Write each entry out again exactly as it was given.

**DATASET RECORDS**
=-=-=-=-=

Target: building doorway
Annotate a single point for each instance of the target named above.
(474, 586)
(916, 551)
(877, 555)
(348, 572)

=-=-=-=-=

**TASK OUTPUT**
Target: building doorway
Annotate a single point for each instance of the target named above.
(474, 586)
(916, 551)
(877, 555)
(348, 572)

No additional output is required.